**Task statement**
Repeat the listing exactly as given, omitting every image.

(Location labeling records)
########

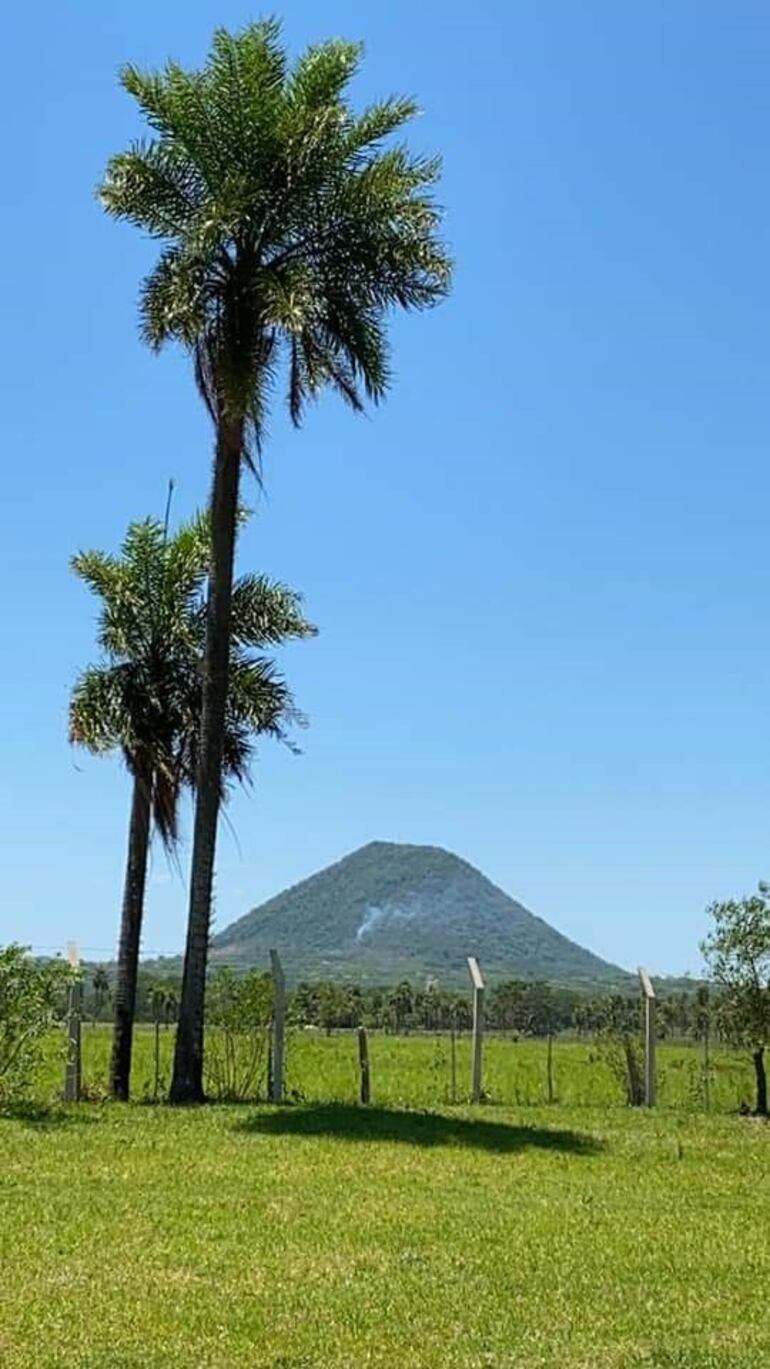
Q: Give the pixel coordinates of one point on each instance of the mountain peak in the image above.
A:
(393, 911)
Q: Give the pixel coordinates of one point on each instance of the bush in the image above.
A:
(30, 993)
(239, 1012)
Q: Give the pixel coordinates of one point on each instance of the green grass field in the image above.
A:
(415, 1071)
(329, 1236)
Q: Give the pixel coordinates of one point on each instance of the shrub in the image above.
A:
(239, 1009)
(30, 991)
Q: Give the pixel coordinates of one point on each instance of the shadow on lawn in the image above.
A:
(348, 1121)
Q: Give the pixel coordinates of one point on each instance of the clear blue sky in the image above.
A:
(540, 572)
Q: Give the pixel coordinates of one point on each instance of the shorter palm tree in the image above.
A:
(145, 700)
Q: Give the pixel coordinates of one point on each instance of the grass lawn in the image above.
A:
(326, 1236)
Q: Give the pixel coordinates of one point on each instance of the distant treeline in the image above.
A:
(521, 1008)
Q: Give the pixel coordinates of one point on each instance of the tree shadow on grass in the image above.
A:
(347, 1121)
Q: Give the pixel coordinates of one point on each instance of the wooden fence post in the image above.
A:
(476, 978)
(278, 1027)
(648, 995)
(73, 1068)
(363, 1065)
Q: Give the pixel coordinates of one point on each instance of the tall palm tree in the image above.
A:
(291, 229)
(145, 701)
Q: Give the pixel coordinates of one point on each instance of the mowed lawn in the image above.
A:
(328, 1236)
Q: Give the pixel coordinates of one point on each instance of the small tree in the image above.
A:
(737, 953)
(29, 995)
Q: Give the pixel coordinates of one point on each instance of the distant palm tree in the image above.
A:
(289, 233)
(145, 700)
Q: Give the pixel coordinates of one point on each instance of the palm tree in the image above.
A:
(145, 701)
(289, 229)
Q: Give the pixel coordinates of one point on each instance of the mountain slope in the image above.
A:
(389, 912)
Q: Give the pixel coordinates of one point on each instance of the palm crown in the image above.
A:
(145, 698)
(289, 229)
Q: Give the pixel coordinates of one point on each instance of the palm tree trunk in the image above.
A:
(129, 942)
(761, 1082)
(187, 1082)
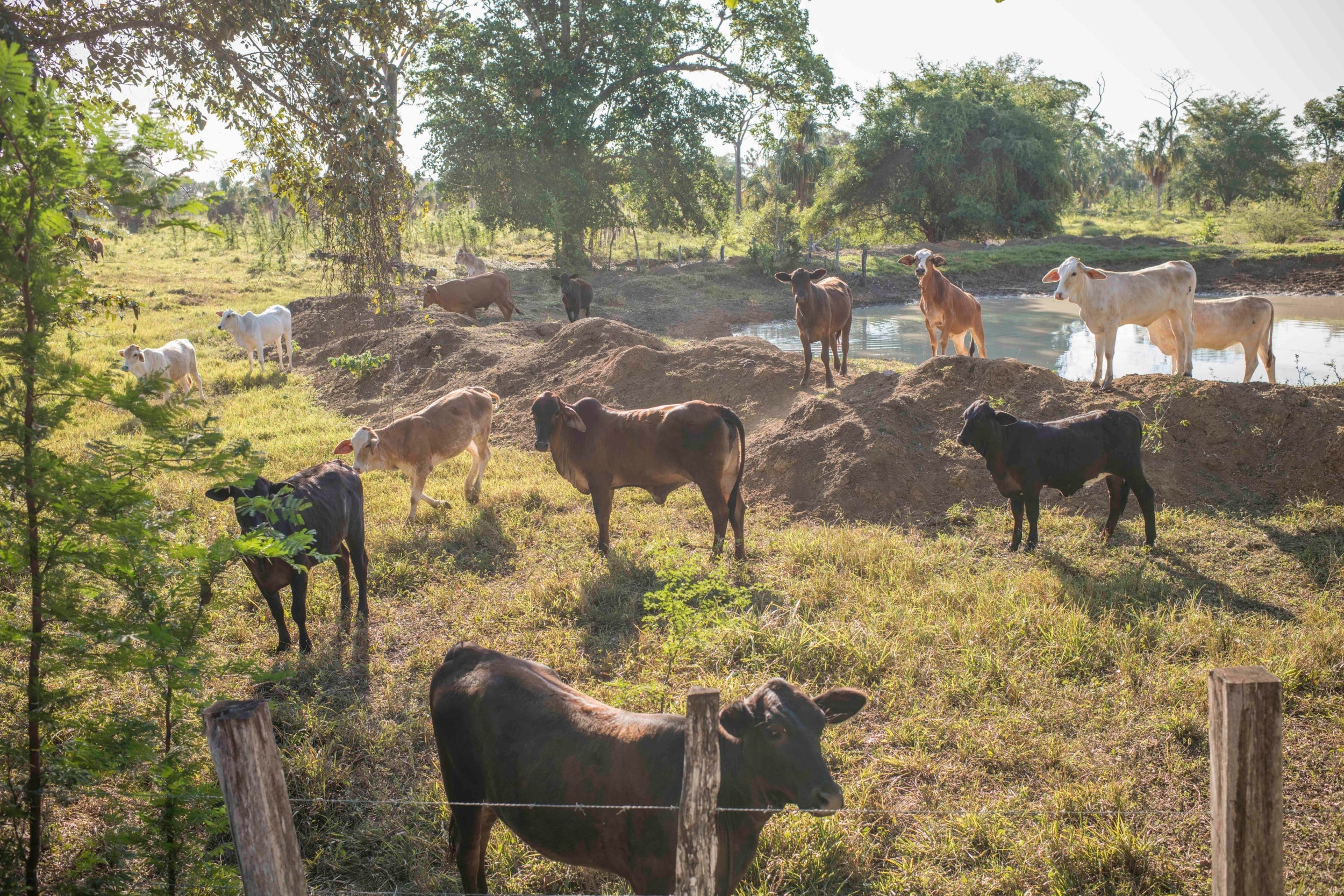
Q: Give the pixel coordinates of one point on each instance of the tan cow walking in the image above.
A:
(824, 312)
(418, 442)
(1222, 323)
(947, 308)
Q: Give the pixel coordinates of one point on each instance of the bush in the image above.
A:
(359, 366)
(1277, 221)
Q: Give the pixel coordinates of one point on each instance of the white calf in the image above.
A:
(1222, 323)
(253, 332)
(1109, 300)
(176, 361)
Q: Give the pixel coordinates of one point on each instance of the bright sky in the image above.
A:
(1291, 50)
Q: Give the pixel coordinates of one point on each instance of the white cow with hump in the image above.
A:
(253, 332)
(1109, 300)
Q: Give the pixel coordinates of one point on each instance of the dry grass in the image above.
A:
(1068, 680)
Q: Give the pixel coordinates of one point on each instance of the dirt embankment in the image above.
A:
(881, 448)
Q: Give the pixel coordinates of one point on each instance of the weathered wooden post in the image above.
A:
(248, 763)
(1246, 781)
(698, 841)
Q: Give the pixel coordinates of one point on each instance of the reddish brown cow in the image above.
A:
(466, 296)
(947, 308)
(823, 310)
(657, 449)
(510, 731)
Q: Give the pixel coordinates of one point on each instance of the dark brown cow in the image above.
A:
(337, 518)
(657, 449)
(510, 731)
(466, 296)
(823, 310)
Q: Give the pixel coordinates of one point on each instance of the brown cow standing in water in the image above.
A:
(510, 731)
(947, 310)
(466, 296)
(656, 449)
(823, 310)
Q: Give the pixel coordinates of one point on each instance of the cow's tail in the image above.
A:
(734, 421)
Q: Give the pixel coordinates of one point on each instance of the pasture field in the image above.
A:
(1038, 722)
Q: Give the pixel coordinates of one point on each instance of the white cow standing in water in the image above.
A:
(1109, 300)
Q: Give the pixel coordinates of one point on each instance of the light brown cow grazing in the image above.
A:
(418, 442)
(656, 449)
(474, 265)
(1222, 323)
(466, 296)
(947, 310)
(824, 311)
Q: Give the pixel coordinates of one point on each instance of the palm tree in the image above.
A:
(1159, 152)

########

**Expected answer**
Q: Give the pixel coordinates of one point on each instance of the mountain peak in the image above.
A:
(393, 911)
Q: Give the pixel coordinates of one point on each instance of the bush in the image above.
A:
(30, 993)
(239, 1012)
Q: Give the pixel coordinates of one point on each instance of the green grass field in the image above.
A:
(415, 1071)
(329, 1236)
Q: Give the pixel coordinates of one point on each instance of the shrub in the image above.
A:
(239, 1009)
(30, 991)
Q: Give the pixel coordinates of one point on each instance of the shadow on lawn in the image above.
A:
(348, 1121)
Q: Give the pixel coordinates of one point on each instance of the clear blue sky in the image above.
A:
(540, 572)
Q: Give the pixel coordinates of one point on each instance of the shorter palm tree in the image above.
A:
(145, 700)
Q: Give the pixel coordinates of one point on each instance of the grass lawn in the image above.
A:
(326, 1236)
Q: Give the pixel coordinates of one point on each instance of the distant treeline in the image above.
A:
(521, 1008)
Q: Give the pixel coordinates of one point on each instance of the tree shadow on grass in the image above.
A:
(347, 1121)
Q: Give the pixel coordinates of one point on each instance of the wooden fence post in the image above.
A:
(476, 978)
(278, 1027)
(648, 995)
(73, 1068)
(363, 1065)
Q: Give the pixel coordinates of one point on each instance of the tall palm tree in the image above.
A:
(291, 229)
(145, 701)
Q: Give the pixel coordinates of one point on each instance of the mowed lawn in the image above.
A:
(328, 1236)
Q: Give the pixel coordinates of one point on each instance of the small tree in the image above.
A:
(737, 953)
(29, 995)
Q: Give the pixel coordinates of one point on each instance of the distant palm tree in the image above.
A:
(289, 233)
(145, 700)
Q: Give the pixel coordinates of one point on each instance of the palm tree in the image above.
A:
(145, 701)
(289, 229)
Q: Give the pixel coordinates of one point on each instance of the mountain slope in the image above.
A:
(389, 912)
Q: Give the pixel coordinates of one point on each instance of the palm crown in the image above.
A:
(145, 698)
(289, 229)
Q: Give the pixel coordinates of one point on each instance of the palm tree trunk in the image above.
A:
(129, 942)
(761, 1082)
(187, 1082)
Q: Give the pixel coordinates of one point on each instance of the tan cow walking in the image above.
A:
(824, 312)
(418, 442)
(1222, 323)
(947, 308)
Q: Give the pixel coordinates of one point on each instance of the bush in the image above.
A:
(359, 366)
(1277, 221)
Q: Give the pixel coordinates of one point on each instance of the white calf in the image above.
A:
(1222, 323)
(253, 332)
(1109, 300)
(176, 361)
Q: Give the pixel coordinates of one point on each instance of the bright sky in the image above.
A:
(1291, 50)
Q: Give the pixel coordinates of one point on each instance of the white cow with hump in the image above.
A:
(253, 332)
(1109, 300)
Q: Give the pixel coordinates of one point on each instance of the dry grass in the image above.
A:
(1068, 680)
Q: Give the pixel coordinates of one point on each instance of the dirt embankment in the image above.
A:
(881, 448)
Q: Give the pixel coordinates of one point on each instance of the weathered wooden post in the image above.
A:
(248, 763)
(1246, 781)
(698, 841)
Q: Give the pixel coordinates of one point on each instance of the reddish brown cow in the image above.
A:
(466, 296)
(947, 308)
(823, 310)
(657, 449)
(510, 731)
Q: Give the pixel coordinates of one point on each instance of the dark brown cow in the image above.
A:
(337, 518)
(657, 449)
(510, 731)
(466, 296)
(823, 310)
Q: Give the pixel coordinates of one point on each instance of the brown cow standing in water in the image above.
A:
(510, 731)
(947, 310)
(466, 296)
(656, 449)
(823, 310)
Q: Give the pixel coordinates of one point on each instance of the cow's tail in the image above.
A:
(734, 421)
Q: Give the pixel coordinates of one point on each instance of the pasture field in the image above.
A:
(1038, 722)
Q: Give the pixel coordinates of one point on each instance of the white cow standing in water in the image above.
A:
(1109, 300)
Q: Give the pixel coordinates of one point on each instance of the light brown cow grazing in the image above.
A:
(418, 442)
(656, 449)
(474, 265)
(1222, 323)
(466, 296)
(947, 310)
(824, 311)
Q: Give the pixel coordinates of one point on each instance of the palm tree in the image above.
A:
(1159, 152)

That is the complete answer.